Edit the data below, starting at the line that contains "of the traffic" and ending at the line that contains "x=320 y=380", by swapping "tall lamp post" for "street lamp" with everything else left as is. Return only those lines.

----

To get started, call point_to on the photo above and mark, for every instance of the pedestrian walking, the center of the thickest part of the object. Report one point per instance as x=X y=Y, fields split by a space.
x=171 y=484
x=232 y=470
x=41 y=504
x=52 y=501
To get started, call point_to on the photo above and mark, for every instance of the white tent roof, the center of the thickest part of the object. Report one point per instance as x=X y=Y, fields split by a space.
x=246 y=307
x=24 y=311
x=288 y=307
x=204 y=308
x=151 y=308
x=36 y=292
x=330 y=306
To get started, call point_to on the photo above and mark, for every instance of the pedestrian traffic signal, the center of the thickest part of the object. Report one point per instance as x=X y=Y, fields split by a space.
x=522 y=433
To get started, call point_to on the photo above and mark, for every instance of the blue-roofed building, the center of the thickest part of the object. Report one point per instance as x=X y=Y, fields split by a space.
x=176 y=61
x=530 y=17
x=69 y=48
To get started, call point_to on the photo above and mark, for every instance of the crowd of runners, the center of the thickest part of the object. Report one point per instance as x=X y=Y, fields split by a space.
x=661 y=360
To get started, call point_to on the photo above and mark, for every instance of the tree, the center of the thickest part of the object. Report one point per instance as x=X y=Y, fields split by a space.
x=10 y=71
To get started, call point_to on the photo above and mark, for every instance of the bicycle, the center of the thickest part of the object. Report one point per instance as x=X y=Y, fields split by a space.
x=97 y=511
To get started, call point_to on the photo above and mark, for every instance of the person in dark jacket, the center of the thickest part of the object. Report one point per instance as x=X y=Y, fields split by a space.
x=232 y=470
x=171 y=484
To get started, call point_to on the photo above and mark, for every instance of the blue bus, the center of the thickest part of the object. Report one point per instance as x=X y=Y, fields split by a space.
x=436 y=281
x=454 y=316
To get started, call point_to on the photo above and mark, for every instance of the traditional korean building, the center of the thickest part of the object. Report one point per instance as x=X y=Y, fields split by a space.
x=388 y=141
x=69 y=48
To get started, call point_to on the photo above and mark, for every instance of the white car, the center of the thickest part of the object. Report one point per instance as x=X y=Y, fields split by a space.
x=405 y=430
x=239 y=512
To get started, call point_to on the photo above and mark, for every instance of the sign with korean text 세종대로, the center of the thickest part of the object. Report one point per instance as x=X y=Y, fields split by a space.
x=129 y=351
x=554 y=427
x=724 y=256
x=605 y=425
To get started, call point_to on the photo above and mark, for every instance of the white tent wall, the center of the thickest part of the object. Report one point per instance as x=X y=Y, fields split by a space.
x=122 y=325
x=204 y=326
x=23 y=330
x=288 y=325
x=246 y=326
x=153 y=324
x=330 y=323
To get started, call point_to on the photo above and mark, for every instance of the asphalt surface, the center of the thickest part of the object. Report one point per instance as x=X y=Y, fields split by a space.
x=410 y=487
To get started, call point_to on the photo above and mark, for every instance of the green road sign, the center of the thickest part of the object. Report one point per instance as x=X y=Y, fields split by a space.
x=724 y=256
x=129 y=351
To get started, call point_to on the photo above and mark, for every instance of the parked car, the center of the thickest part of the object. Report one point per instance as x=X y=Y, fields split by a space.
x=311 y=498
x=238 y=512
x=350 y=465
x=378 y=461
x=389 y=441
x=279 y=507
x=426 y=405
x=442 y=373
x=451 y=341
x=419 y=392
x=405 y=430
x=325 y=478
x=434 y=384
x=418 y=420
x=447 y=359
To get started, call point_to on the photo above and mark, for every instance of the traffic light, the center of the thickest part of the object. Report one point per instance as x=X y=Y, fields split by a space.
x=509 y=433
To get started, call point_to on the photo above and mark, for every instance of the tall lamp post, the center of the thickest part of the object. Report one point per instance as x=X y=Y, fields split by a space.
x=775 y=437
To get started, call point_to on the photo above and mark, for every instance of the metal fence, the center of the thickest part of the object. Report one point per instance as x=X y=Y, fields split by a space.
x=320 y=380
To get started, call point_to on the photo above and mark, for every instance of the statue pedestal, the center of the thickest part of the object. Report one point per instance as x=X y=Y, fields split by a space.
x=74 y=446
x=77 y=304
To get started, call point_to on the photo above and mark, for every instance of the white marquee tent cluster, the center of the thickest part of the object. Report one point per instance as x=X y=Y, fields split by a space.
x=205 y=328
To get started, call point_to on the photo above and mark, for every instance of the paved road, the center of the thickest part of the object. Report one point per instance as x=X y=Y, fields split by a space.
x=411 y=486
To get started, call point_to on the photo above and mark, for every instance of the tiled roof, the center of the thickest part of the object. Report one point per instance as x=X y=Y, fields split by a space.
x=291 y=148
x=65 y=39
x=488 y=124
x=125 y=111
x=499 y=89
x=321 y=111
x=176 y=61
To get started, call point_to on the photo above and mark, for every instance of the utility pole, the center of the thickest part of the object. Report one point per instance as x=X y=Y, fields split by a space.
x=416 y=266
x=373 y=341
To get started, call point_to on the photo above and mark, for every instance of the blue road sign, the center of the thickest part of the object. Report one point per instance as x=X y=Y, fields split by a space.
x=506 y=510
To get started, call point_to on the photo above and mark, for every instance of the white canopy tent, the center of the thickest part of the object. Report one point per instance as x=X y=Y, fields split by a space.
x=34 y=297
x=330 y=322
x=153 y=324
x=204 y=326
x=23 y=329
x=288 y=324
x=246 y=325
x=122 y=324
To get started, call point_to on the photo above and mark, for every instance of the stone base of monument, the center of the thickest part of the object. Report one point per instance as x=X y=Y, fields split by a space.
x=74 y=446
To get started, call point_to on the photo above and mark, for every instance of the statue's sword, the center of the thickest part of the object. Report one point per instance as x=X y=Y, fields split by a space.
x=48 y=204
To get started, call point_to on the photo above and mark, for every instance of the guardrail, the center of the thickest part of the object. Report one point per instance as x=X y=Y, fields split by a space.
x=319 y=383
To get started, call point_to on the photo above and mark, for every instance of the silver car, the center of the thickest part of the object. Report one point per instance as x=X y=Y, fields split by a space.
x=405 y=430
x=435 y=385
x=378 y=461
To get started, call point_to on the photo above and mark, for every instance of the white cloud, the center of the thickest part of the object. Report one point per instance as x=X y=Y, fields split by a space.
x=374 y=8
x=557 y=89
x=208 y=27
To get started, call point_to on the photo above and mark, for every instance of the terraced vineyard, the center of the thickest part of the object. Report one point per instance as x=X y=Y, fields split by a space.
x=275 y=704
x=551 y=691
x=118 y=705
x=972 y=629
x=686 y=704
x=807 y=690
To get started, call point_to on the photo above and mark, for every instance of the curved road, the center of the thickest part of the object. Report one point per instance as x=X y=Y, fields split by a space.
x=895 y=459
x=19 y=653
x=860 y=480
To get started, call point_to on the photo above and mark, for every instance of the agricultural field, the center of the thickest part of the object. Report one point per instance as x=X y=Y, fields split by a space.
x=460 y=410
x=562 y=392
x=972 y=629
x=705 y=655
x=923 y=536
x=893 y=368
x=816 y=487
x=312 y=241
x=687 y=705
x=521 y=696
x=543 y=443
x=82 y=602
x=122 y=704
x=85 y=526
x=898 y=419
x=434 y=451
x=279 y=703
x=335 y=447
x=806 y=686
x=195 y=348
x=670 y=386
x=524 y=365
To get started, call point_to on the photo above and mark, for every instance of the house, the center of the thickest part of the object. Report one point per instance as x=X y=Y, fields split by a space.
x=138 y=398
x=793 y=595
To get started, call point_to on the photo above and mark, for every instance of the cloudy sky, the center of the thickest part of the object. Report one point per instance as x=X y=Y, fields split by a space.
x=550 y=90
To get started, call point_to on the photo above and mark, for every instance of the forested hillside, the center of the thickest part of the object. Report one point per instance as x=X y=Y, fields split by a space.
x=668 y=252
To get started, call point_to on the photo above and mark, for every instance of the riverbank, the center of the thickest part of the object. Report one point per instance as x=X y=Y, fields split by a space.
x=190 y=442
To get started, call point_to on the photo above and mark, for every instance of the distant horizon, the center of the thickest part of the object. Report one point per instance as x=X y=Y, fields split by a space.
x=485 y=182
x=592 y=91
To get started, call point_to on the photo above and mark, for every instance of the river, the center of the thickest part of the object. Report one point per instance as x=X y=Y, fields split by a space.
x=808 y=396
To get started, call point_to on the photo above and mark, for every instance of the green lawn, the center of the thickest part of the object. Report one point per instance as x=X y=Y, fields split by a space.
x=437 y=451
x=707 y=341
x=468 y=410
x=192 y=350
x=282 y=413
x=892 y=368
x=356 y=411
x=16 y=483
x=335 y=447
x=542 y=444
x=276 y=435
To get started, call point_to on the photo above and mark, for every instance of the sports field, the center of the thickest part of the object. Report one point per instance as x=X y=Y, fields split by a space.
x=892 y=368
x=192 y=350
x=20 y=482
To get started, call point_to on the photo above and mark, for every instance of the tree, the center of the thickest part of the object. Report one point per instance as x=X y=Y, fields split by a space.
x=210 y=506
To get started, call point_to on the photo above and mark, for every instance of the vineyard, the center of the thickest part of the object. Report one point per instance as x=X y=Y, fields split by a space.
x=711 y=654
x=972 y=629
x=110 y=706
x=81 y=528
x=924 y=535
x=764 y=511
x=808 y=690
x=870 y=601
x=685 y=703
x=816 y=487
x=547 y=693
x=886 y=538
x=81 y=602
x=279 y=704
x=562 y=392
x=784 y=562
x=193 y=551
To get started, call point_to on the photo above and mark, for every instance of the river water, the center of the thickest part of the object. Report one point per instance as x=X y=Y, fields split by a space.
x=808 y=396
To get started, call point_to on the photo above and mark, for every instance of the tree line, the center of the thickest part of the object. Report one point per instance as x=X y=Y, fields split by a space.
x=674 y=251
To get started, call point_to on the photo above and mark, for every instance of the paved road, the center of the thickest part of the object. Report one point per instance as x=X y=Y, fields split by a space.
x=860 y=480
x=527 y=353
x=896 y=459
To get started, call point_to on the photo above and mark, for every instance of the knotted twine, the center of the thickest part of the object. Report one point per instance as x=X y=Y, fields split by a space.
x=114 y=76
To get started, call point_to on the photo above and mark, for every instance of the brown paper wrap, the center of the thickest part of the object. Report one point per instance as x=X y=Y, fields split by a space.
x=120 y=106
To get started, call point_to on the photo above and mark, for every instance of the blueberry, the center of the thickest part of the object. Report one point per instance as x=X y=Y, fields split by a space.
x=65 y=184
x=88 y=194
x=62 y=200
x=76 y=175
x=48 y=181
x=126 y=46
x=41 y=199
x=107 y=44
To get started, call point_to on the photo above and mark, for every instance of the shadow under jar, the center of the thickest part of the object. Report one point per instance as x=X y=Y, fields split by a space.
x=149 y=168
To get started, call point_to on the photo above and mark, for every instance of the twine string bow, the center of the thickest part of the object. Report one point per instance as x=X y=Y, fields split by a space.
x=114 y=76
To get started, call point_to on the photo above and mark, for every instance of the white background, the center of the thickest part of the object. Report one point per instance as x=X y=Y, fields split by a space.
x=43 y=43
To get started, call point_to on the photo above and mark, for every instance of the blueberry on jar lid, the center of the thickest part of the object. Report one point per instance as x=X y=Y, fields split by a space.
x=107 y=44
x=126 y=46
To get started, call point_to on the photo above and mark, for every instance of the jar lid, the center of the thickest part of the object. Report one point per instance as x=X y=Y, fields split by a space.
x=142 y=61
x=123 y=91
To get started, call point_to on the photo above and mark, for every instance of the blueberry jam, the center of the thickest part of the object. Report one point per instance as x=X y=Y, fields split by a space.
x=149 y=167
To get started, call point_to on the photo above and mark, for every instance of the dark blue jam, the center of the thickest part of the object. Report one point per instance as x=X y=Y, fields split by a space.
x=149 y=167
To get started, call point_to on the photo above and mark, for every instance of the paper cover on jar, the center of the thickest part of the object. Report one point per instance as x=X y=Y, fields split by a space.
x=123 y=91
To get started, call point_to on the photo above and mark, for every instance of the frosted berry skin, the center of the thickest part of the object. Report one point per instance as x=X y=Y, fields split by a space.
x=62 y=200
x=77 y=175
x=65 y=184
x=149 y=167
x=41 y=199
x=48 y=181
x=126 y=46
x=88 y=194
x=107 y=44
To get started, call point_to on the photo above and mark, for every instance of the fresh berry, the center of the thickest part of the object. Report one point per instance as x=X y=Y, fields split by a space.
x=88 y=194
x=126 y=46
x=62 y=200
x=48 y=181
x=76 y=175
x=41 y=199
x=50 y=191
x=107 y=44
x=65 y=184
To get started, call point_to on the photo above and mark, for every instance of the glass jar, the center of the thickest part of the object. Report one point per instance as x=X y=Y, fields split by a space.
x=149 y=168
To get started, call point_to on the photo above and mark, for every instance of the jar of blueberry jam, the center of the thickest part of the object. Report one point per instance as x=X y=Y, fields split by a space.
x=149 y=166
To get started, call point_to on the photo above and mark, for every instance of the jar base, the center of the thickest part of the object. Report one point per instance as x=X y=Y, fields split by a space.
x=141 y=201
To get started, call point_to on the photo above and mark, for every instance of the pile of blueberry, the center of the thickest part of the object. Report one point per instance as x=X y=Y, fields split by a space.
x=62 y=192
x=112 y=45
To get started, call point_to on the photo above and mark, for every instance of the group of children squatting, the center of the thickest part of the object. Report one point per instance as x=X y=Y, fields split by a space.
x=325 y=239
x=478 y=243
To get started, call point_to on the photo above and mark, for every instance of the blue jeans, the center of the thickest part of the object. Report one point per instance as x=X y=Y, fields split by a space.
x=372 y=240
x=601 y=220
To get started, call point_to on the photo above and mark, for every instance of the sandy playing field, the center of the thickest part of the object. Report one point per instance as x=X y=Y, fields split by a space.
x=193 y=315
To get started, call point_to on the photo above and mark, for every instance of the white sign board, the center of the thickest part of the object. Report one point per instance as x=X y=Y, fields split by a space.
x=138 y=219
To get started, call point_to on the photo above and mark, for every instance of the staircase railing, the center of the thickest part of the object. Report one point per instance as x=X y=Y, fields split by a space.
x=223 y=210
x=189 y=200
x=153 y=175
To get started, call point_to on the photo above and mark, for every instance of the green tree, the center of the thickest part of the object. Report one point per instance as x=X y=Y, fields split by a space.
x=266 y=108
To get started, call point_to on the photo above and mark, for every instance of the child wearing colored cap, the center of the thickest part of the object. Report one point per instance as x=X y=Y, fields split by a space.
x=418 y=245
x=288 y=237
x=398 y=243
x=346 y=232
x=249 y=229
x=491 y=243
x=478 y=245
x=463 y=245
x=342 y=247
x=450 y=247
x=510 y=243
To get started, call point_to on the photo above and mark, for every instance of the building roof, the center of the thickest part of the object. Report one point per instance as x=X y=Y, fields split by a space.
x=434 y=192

----

Correct output:
To get started, call point_to on the photo above and mark, for every instance of the traffic light, the center of the thickest part of the object. Report one point per instance as x=X y=Y, fields split by a space.
x=509 y=433
To get started, call point_to on the photo above and mark, for every instance of the street lamp, the center of the thickest part of the object. Report one point per instance as x=X y=Y, fields split by a space.
x=775 y=437
To get started, call point_to on the photo above and mark, for every instance of the metal fence, the center of the thickest part of the object. Report one point per instance as x=X y=Y, fields split by a space.
x=320 y=380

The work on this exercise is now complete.